— ASSIGNMENT —
Output the data below line for line, exactly, up to and including the line where "Query: grass field" appears.

— INFORMATION SUPPLIED —
----
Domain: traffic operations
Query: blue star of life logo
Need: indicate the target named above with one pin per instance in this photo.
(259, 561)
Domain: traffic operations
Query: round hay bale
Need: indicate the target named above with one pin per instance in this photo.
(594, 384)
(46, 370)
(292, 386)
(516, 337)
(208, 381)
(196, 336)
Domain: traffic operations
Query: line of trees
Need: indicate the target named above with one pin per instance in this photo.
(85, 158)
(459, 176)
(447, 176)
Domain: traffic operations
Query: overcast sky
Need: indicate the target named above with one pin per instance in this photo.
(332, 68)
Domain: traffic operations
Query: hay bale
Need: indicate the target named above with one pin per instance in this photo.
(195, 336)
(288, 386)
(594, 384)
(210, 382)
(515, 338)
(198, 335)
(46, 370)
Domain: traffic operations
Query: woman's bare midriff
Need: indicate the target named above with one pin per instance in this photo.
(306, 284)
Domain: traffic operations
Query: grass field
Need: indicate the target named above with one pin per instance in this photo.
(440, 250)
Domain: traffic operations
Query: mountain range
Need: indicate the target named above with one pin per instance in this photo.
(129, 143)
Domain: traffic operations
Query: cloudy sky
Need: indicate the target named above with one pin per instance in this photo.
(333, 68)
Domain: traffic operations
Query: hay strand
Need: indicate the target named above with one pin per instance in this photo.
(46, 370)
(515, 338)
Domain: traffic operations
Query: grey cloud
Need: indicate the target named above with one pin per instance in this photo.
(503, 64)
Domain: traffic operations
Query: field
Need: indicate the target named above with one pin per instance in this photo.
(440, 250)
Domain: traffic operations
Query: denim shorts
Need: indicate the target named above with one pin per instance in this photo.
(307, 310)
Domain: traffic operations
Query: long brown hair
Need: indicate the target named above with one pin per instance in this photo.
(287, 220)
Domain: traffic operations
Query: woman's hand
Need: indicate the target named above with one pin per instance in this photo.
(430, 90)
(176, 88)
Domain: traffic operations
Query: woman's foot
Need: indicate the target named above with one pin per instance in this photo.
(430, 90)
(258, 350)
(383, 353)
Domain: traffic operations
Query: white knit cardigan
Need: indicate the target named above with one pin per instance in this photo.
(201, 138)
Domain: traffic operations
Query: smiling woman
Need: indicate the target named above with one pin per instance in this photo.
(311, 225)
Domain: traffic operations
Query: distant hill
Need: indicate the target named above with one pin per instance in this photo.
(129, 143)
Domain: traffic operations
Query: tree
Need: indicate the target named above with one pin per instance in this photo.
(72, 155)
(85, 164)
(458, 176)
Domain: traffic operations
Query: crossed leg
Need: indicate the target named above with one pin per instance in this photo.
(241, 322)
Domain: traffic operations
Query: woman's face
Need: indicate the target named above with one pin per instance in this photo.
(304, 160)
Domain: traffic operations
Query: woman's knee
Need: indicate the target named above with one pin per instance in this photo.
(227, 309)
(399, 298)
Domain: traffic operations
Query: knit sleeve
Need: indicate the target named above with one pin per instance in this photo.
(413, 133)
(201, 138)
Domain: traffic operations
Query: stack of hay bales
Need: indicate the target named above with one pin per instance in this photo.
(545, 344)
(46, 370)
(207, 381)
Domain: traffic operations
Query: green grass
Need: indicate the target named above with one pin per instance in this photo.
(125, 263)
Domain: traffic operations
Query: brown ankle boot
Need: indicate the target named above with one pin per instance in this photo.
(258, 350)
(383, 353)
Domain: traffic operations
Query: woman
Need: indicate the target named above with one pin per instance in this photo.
----
— ANSWER —
Domain: traffic operations
Query: blue star of life logo
Need: indicate the target named above with one pin per instance in this photo.
(259, 561)
Domain: traffic operations
Query: round hay bale
Need: indicate the target named above with one pin per instance in this photo.
(594, 384)
(46, 370)
(292, 386)
(516, 337)
(208, 381)
(196, 336)
Domain: traffic operations
Query: line of trees
Need: indicate the target named above with one pin per instance in this photo.
(85, 158)
(459, 176)
(447, 176)
Domain: traffic operations
Query: overcast sky
Need: indicate the target named above with one pin per instance in this photo.
(332, 68)
Domain: traffic operations
Query: hay bale
Need: indicate the target named above with one pin per instance in this photo.
(195, 336)
(288, 386)
(594, 384)
(210, 382)
(515, 338)
(198, 335)
(46, 370)
Domain: traffic operations
Query: woman's bare midriff
Need: indicate the target named above with one pin per instance in this photo.
(306, 284)
Domain: traffic operations
Query: grass field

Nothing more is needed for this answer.